**EXTRACTED TEXT:**
---

Years ago, when those technologies were introduced, they were revolutionary. They were ways to reach actual people, at scale, in seconds. Today, those are recognizable as lazy tech applications with no human refinement. That’s a race to the bottom: people getting lazy and either overusing the tech, using it with no thought or enhancement, or both. And you can very clearly see this coming in the ChatGPT era: obvious query, un-nuanced result, cut/paste, post.
The good news is that soon enough, people will be able to recognize those results for what they are, and the power of the tech alone will be diluted. Early adopters might get wins now, but when the tech proliferates, the baseline usage will carry no value. Just as with email, it won’t mean that ChatGPT and its ilk are dead; they’ll only be valuable when used well, with humans at the controls and applying critical thinking.
Does ChatGPT post a threat to marketing professionals?
ChatGPT and other AI tools pose a potential short-term threat to folks who do things like content creation, video and image creation, and possibly keyword research since it can produce baselines of those initiatives quickly and for much less than you’d pay a professional.

---

**QUESTIONS:**
1. Reproduce the stretch of the passage on ChatGPT and marketing from "Does ChatGPT post" through "pay a professional.".
2. In the passage on ChatGPT and marketing, under what conditions will ChatGPT and similar tools be valuable?
3. List the steps that the passage on ChatGPT and marketing gives for the lazy pattern it sees coming in the ChatGPT era.
The items that follow this passage on ChatGPT and marketing are not involved in any of this.

**DATA EXTRACTS:**
---

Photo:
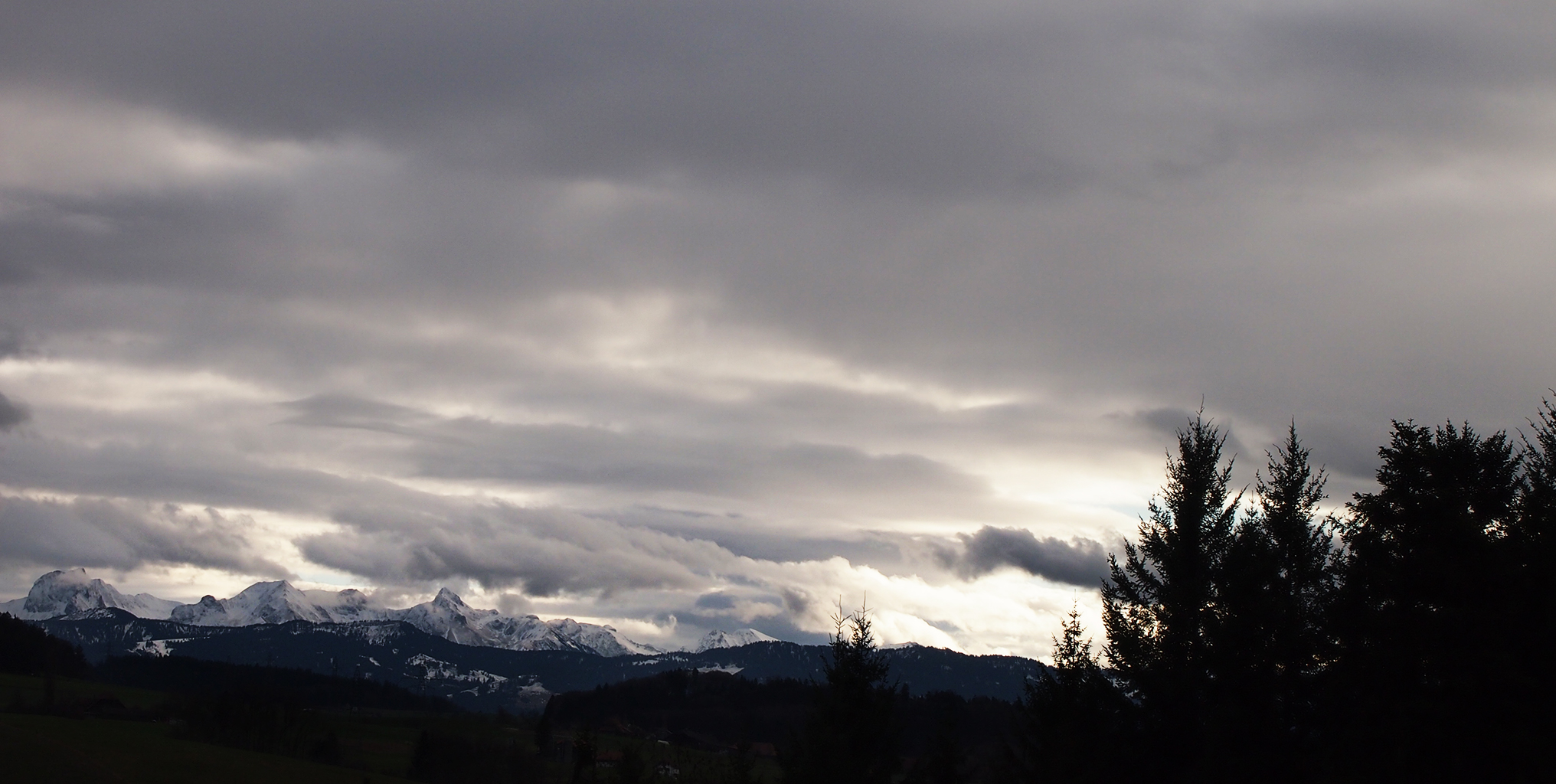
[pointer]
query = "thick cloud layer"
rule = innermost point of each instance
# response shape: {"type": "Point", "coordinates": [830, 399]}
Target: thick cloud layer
{"type": "Point", "coordinates": [701, 313]}
{"type": "Point", "coordinates": [1077, 562]}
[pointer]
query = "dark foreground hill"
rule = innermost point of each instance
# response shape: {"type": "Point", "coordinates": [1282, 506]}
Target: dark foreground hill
{"type": "Point", "coordinates": [488, 678]}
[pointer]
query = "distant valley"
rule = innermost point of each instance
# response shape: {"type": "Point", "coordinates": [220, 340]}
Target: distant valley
{"type": "Point", "coordinates": [476, 658]}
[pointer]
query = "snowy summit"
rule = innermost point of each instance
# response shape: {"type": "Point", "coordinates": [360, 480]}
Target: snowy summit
{"type": "Point", "coordinates": [69, 593]}
{"type": "Point", "coordinates": [721, 639]}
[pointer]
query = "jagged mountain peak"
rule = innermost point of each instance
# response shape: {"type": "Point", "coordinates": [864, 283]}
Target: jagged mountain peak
{"type": "Point", "coordinates": [721, 639]}
{"type": "Point", "coordinates": [72, 592]}
{"type": "Point", "coordinates": [450, 599]}
{"type": "Point", "coordinates": [69, 593]}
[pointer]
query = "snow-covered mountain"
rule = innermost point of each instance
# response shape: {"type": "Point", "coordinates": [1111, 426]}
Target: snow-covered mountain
{"type": "Point", "coordinates": [277, 603]}
{"type": "Point", "coordinates": [721, 639]}
{"type": "Point", "coordinates": [70, 592]}
{"type": "Point", "coordinates": [66, 593]}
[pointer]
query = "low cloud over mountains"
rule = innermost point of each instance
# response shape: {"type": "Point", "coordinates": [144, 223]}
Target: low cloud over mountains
{"type": "Point", "coordinates": [598, 310]}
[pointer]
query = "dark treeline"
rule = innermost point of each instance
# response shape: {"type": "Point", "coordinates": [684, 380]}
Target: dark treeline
{"type": "Point", "coordinates": [30, 651]}
{"type": "Point", "coordinates": [1401, 640]}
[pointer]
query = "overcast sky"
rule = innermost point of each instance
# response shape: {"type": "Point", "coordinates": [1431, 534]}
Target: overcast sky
{"type": "Point", "coordinates": [690, 315]}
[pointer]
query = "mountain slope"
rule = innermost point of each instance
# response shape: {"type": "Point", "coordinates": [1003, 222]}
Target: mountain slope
{"type": "Point", "coordinates": [719, 639]}
{"type": "Point", "coordinates": [491, 677]}
{"type": "Point", "coordinates": [69, 593]}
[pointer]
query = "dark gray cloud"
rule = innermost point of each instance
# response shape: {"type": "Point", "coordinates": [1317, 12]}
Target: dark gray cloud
{"type": "Point", "coordinates": [746, 286]}
{"type": "Point", "coordinates": [13, 413]}
{"type": "Point", "coordinates": [125, 535]}
{"type": "Point", "coordinates": [1076, 562]}
{"type": "Point", "coordinates": [541, 551]}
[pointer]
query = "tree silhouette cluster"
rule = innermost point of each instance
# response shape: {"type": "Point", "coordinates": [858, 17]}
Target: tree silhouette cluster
{"type": "Point", "coordinates": [850, 735]}
{"type": "Point", "coordinates": [1402, 639]}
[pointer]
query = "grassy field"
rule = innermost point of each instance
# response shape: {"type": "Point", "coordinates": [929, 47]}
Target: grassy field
{"type": "Point", "coordinates": [21, 691]}
{"type": "Point", "coordinates": [77, 740]}
{"type": "Point", "coordinates": [92, 750]}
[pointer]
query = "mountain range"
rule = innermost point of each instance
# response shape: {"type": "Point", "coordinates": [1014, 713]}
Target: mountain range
{"type": "Point", "coordinates": [70, 593]}
{"type": "Point", "coordinates": [478, 658]}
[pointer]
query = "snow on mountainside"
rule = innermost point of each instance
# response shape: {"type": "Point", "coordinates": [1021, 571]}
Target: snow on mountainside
{"type": "Point", "coordinates": [277, 603]}
{"type": "Point", "coordinates": [64, 593]}
{"type": "Point", "coordinates": [67, 593]}
{"type": "Point", "coordinates": [719, 639]}
{"type": "Point", "coordinates": [604, 640]}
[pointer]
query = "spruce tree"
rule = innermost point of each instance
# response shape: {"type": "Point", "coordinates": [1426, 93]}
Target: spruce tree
{"type": "Point", "coordinates": [1076, 725]}
{"type": "Point", "coordinates": [1159, 604]}
{"type": "Point", "coordinates": [1426, 683]}
{"type": "Point", "coordinates": [1270, 637]}
{"type": "Point", "coordinates": [850, 737]}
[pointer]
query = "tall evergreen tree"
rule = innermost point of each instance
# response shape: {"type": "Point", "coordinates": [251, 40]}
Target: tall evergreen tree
{"type": "Point", "coordinates": [1270, 640]}
{"type": "Point", "coordinates": [1426, 678]}
{"type": "Point", "coordinates": [850, 737]}
{"type": "Point", "coordinates": [1159, 604]}
{"type": "Point", "coordinates": [1076, 725]}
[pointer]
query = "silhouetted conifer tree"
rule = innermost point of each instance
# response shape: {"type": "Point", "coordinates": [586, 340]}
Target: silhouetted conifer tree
{"type": "Point", "coordinates": [1159, 604]}
{"type": "Point", "coordinates": [1426, 681]}
{"type": "Point", "coordinates": [1076, 725]}
{"type": "Point", "coordinates": [1270, 635]}
{"type": "Point", "coordinates": [850, 737]}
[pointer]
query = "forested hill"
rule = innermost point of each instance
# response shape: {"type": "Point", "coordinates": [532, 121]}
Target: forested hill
{"type": "Point", "coordinates": [491, 678]}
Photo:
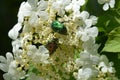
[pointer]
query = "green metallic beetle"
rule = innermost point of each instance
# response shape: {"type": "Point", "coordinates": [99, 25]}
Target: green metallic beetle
{"type": "Point", "coordinates": [58, 27]}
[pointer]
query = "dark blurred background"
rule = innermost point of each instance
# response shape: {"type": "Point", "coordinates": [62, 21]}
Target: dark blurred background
{"type": "Point", "coordinates": [8, 18]}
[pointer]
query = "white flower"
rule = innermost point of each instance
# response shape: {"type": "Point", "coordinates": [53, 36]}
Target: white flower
{"type": "Point", "coordinates": [87, 74]}
{"type": "Point", "coordinates": [38, 55]}
{"type": "Point", "coordinates": [75, 6]}
{"type": "Point", "coordinates": [33, 76]}
{"type": "Point", "coordinates": [105, 65]}
{"type": "Point", "coordinates": [87, 59]}
{"type": "Point", "coordinates": [107, 3]}
{"type": "Point", "coordinates": [59, 6]}
{"type": "Point", "coordinates": [16, 44]}
{"type": "Point", "coordinates": [14, 32]}
{"type": "Point", "coordinates": [4, 63]}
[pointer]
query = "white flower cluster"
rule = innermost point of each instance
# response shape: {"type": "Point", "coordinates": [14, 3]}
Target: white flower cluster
{"type": "Point", "coordinates": [107, 3]}
{"type": "Point", "coordinates": [45, 39]}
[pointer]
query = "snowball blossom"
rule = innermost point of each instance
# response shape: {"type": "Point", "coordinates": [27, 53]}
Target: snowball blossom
{"type": "Point", "coordinates": [107, 3]}
{"type": "Point", "coordinates": [55, 40]}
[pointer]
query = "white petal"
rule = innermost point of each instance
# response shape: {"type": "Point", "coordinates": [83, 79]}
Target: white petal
{"type": "Point", "coordinates": [93, 32]}
{"type": "Point", "coordinates": [94, 19]}
{"type": "Point", "coordinates": [14, 32]}
{"type": "Point", "coordinates": [88, 22]}
{"type": "Point", "coordinates": [69, 7]}
{"type": "Point", "coordinates": [24, 10]}
{"type": "Point", "coordinates": [7, 76]}
{"type": "Point", "coordinates": [112, 3]}
{"type": "Point", "coordinates": [33, 3]}
{"type": "Point", "coordinates": [84, 15]}
{"type": "Point", "coordinates": [4, 67]}
{"type": "Point", "coordinates": [105, 6]}
{"type": "Point", "coordinates": [9, 57]}
{"type": "Point", "coordinates": [101, 1]}
{"type": "Point", "coordinates": [104, 69]}
{"type": "Point", "coordinates": [2, 59]}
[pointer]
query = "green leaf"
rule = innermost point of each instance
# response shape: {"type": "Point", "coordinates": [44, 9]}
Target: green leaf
{"type": "Point", "coordinates": [113, 42]}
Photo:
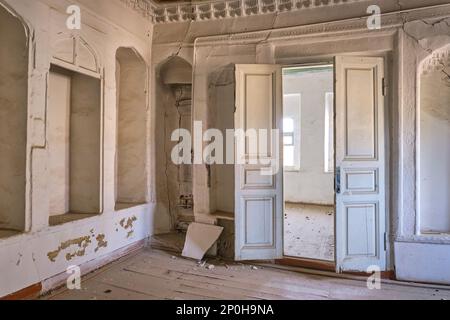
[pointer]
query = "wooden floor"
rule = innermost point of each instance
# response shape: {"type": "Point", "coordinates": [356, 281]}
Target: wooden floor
{"type": "Point", "coordinates": [153, 274]}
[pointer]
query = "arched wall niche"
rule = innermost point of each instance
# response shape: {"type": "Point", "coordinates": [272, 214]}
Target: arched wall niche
{"type": "Point", "coordinates": [14, 62]}
{"type": "Point", "coordinates": [174, 189]}
{"type": "Point", "coordinates": [433, 143]}
{"type": "Point", "coordinates": [131, 156]}
{"type": "Point", "coordinates": [74, 131]}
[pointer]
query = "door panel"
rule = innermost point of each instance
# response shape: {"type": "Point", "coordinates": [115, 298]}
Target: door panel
{"type": "Point", "coordinates": [360, 161]}
{"type": "Point", "coordinates": [259, 200]}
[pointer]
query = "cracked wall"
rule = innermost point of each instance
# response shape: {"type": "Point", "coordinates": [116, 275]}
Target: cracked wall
{"type": "Point", "coordinates": [106, 26]}
{"type": "Point", "coordinates": [13, 121]}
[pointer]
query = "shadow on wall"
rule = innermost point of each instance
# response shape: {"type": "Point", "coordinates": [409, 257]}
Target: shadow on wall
{"type": "Point", "coordinates": [13, 120]}
{"type": "Point", "coordinates": [173, 111]}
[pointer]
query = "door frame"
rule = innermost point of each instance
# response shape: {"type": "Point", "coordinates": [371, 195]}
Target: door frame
{"type": "Point", "coordinates": [331, 265]}
{"type": "Point", "coordinates": [317, 264]}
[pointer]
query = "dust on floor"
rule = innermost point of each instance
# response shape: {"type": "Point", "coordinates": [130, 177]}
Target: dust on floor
{"type": "Point", "coordinates": [309, 231]}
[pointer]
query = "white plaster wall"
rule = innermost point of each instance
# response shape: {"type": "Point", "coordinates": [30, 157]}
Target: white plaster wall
{"type": "Point", "coordinates": [434, 141]}
{"type": "Point", "coordinates": [13, 121]}
{"type": "Point", "coordinates": [131, 142]}
{"type": "Point", "coordinates": [311, 184]}
{"type": "Point", "coordinates": [58, 116]}
{"type": "Point", "coordinates": [27, 259]}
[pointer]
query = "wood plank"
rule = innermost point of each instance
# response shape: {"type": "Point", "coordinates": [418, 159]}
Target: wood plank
{"type": "Point", "coordinates": [153, 274]}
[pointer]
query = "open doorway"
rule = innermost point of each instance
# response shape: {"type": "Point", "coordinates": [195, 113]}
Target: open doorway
{"type": "Point", "coordinates": [308, 139]}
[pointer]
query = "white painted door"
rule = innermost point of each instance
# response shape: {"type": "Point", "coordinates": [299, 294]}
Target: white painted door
{"type": "Point", "coordinates": [360, 164]}
{"type": "Point", "coordinates": [258, 194]}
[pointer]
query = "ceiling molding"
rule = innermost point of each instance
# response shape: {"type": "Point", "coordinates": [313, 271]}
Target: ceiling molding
{"type": "Point", "coordinates": [223, 9]}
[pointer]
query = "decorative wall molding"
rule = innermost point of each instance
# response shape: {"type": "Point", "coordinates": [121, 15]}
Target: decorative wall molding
{"type": "Point", "coordinates": [391, 22]}
{"type": "Point", "coordinates": [436, 62]}
{"type": "Point", "coordinates": [223, 9]}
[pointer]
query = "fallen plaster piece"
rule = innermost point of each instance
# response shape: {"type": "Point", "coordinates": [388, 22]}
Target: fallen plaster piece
{"type": "Point", "coordinates": [199, 239]}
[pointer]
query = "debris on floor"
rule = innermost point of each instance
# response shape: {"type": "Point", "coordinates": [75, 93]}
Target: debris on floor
{"type": "Point", "coordinates": [199, 239]}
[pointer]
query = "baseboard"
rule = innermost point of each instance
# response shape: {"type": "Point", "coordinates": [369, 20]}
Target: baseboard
{"type": "Point", "coordinates": [32, 292]}
{"type": "Point", "coordinates": [59, 280]}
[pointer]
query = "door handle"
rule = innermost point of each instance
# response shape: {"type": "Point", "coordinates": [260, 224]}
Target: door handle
{"type": "Point", "coordinates": [338, 180]}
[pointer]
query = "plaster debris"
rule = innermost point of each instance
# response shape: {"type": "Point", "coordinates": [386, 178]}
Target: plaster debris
{"type": "Point", "coordinates": [199, 239]}
{"type": "Point", "coordinates": [101, 243]}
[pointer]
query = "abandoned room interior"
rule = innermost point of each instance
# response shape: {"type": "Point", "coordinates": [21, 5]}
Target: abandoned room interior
{"type": "Point", "coordinates": [350, 176]}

---

**TASK SOLUTIONS:**
1.
Does ChatGPT post a threat to marketing professionals?
ChatGPT and other AI tools pose a potential short-term threat to folks who do things like content creation, video and image creation, and possibly keyword research since it can produce baselines of those initiatives quickly and for much less than you’d pay a professional.

2. Only when they are used well, with humans at the controls and applying critical thinking.

3. obvious query; un-nuanced result; cut/paste; post